Task instructions:
Copy the records below word for word, beginning at the line that contains "Annotation task: put one keypoint on every instance of the road" and continuing through the last line of the records.
-- Begin Records provided --
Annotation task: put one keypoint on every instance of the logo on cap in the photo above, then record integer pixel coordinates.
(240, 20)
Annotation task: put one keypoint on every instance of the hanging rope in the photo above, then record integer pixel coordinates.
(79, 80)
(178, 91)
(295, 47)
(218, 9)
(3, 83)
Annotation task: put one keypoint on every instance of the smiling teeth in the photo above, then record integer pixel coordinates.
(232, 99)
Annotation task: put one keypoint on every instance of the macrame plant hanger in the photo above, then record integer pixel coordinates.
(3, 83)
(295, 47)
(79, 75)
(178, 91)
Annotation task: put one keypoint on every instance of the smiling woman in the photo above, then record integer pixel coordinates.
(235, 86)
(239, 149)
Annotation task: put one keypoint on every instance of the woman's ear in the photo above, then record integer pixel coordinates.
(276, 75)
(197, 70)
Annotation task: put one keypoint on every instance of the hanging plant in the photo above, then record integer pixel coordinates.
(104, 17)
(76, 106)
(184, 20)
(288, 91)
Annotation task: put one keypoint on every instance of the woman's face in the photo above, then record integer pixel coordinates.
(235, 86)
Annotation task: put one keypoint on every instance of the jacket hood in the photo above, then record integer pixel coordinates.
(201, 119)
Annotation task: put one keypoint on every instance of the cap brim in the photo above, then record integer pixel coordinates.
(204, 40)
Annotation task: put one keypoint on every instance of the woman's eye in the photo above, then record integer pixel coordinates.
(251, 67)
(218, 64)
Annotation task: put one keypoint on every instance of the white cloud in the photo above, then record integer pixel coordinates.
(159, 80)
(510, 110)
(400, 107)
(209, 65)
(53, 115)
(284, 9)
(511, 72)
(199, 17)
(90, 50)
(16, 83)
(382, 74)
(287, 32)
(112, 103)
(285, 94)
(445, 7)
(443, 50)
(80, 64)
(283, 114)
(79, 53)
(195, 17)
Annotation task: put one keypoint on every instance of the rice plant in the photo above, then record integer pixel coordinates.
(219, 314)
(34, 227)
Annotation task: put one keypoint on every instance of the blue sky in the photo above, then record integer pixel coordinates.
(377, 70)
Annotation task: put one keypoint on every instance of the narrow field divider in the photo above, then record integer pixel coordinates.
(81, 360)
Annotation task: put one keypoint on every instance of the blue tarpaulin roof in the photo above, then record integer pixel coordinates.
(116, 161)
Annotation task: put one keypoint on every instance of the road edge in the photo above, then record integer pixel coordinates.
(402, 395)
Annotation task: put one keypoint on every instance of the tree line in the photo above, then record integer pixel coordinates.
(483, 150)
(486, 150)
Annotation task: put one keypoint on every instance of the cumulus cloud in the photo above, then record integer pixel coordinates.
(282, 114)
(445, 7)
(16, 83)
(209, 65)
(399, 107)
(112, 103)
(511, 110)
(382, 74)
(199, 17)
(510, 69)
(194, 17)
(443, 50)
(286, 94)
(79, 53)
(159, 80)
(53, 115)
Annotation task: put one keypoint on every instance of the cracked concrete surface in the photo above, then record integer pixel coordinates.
-- End Records provided --
Complete answer:
Annotation task: put one keypoint on every instance of the road edge in the photo above, then record integer pixel coordinates.
(402, 395)
Annotation task: put one keypoint on every instance of the tree line in the photo above, then record integer pixel coordinates.
(483, 150)
(486, 150)
Annotation task: put one keypoint on every instance of the cumulus cloud in the photo above, then record integer pixel coordinates.
(282, 114)
(445, 7)
(16, 83)
(209, 65)
(399, 107)
(112, 103)
(511, 110)
(382, 74)
(199, 17)
(510, 69)
(194, 17)
(443, 50)
(286, 94)
(79, 53)
(159, 80)
(53, 115)
Annotation task: put one keypoint on every instance of the cracked concrete surface in the photo above, then record integer pixel coordinates.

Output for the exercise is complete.